▶ [What you should do]: Repeat all of the lines below word for word, leaving the pictures out of your reply.

(Image entries on named regions)
[BEGIN]

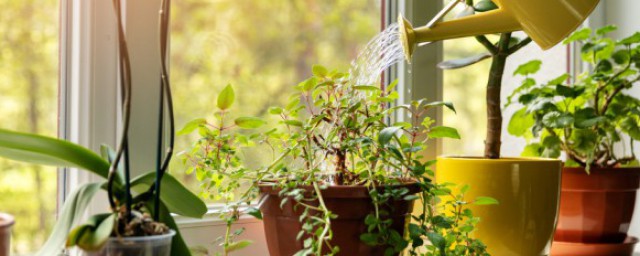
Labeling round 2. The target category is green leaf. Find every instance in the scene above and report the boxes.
[563,28,592,44]
[521,143,542,157]
[618,32,640,45]
[513,60,542,76]
[234,116,267,129]
[0,129,109,178]
[73,213,115,252]
[353,85,380,91]
[36,183,103,256]
[131,172,207,218]
[507,108,535,137]
[225,240,253,252]
[218,84,236,110]
[424,101,457,113]
[574,107,606,129]
[247,207,262,220]
[311,65,328,77]
[620,116,640,140]
[596,25,618,36]
[378,126,402,146]
[427,232,447,251]
[542,111,573,128]
[438,53,491,70]
[473,196,499,205]
[473,0,498,12]
[428,126,460,139]
[176,118,207,135]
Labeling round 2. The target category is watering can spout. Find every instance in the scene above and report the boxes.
[398,0,600,60]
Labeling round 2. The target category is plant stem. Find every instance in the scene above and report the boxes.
[484,33,511,159]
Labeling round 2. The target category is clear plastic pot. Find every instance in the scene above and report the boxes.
[87,230,176,256]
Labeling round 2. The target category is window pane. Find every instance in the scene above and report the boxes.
[0,0,59,255]
[171,0,381,201]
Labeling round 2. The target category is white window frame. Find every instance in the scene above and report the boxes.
[58,0,442,255]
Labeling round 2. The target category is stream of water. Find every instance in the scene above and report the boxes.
[350,23,404,85]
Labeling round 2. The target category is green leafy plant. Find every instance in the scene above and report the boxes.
[0,0,207,256]
[179,66,495,255]
[507,26,640,170]
[438,0,532,159]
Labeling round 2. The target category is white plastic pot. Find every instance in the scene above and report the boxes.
[87,230,176,256]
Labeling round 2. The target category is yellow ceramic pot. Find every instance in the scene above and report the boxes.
[436,157,562,256]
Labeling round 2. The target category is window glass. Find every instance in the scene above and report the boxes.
[0,0,59,255]
[170,0,381,202]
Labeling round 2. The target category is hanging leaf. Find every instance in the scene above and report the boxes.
[218,84,236,110]
[438,52,491,70]
[0,129,109,178]
[131,172,207,218]
[36,183,103,256]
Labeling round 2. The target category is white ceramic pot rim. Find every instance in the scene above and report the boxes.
[0,212,15,228]
[109,229,176,242]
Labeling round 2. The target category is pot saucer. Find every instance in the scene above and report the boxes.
[551,236,638,256]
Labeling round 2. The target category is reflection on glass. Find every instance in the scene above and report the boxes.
[0,0,58,255]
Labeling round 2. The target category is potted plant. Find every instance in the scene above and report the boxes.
[404,0,564,255]
[180,66,496,255]
[0,0,207,256]
[509,26,640,255]
[0,212,14,256]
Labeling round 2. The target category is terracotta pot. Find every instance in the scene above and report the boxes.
[436,157,562,256]
[260,183,420,256]
[0,212,14,256]
[554,167,640,243]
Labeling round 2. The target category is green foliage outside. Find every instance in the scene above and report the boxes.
[507,26,640,170]
[0,0,58,255]
[170,0,380,200]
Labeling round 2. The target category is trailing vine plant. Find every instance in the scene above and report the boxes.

[END]

▶ [Task response]:
Labeling round 2. The target category is green leaf. Find every instance in the scene above and report the boxes.
[563,28,592,44]
[521,143,542,157]
[618,32,640,45]
[513,60,542,76]
[234,116,267,129]
[0,129,109,178]
[73,213,115,252]
[353,85,380,91]
[36,183,103,256]
[131,172,207,218]
[507,108,535,137]
[225,240,253,252]
[218,84,236,110]
[424,101,457,113]
[574,107,606,129]
[247,207,262,220]
[311,65,328,77]
[620,116,640,140]
[596,25,618,36]
[378,126,402,146]
[427,232,447,251]
[542,111,573,128]
[438,53,491,70]
[473,196,499,205]
[473,0,498,12]
[428,126,460,139]
[176,118,207,135]
Labeling round 2. The target category is watering can spout. Find every instance in the scene above and report the boxes.
[398,0,600,60]
Labeling round 2. The target category is plant stem. Find every instance in the scene above and report the boxes.
[484,33,511,159]
Labeling round 2. The target category is clear plastic pot. Find every instance in the scene above and report the boxes.
[87,230,176,256]
Labeling round 2. The target category is window pane. Find every instance in the scene above and report the boxes.
[0,0,59,255]
[171,0,381,201]
Labeling round 2. The target category is white window frame. Find every instance in the scene above and report the boxes.
[58,0,442,255]
Labeling round 2. The target category is stream of water. Find every instance in the scene above and report the boxes.
[350,23,404,85]
Labeling round 2. The target category is green leafy plant. Find every instance in the scene above and report the boxes.
[0,0,207,256]
[179,66,495,255]
[507,26,640,170]
[438,0,532,159]
Labeling round 2. The target category is white plastic pot. Find every instance in the scene above and report the boxes.
[87,230,176,256]
Labeling round 2. The target category is yellow ceramic pot. Find every instance in the scene above and report the boxes.
[436,157,562,256]
Labeling round 2. The target category is window glass. Find every instance in the scene above and report the boxes.
[0,0,59,255]
[170,0,381,202]
Labeling round 2. The target category is hanging leaf. Find every instance in the scene above and report the boxes.
[218,84,236,110]
[438,52,491,70]
[0,129,109,178]
[131,172,207,218]
[36,183,103,256]
Labeling round 2. The target category is white ceramic pot rim. Find every instance in the scene above and report the boxes.
[0,212,15,228]
[109,229,176,242]
Labeling round 2. The target category is pot saucer. Find every instance in the scene above and report the boxes.
[551,236,638,256]
Labeling round 2. The target category is reflection on glass. Find every instance in the scene above and report the boxes.
[0,0,58,255]
Labeling round 2. The target category is potted plant. Find every instance in the scene above and report the boxes.
[404,0,564,255]
[180,66,496,255]
[0,0,207,256]
[509,26,640,255]
[0,212,14,256]
Labeling round 2. The target category is terracotta pot. Find every instance in the scene above and report the boxes.
[436,157,562,256]
[260,183,420,256]
[0,212,14,256]
[554,167,640,243]
Labeling round 2. The target category is green foliage outside. Find every instance in the scene above and report the boxes.
[507,26,640,170]
[0,0,58,255]
[170,0,380,200]
Labeling round 2. The target category is trailing vine plant. Find every instance in the scene above and report the boxes.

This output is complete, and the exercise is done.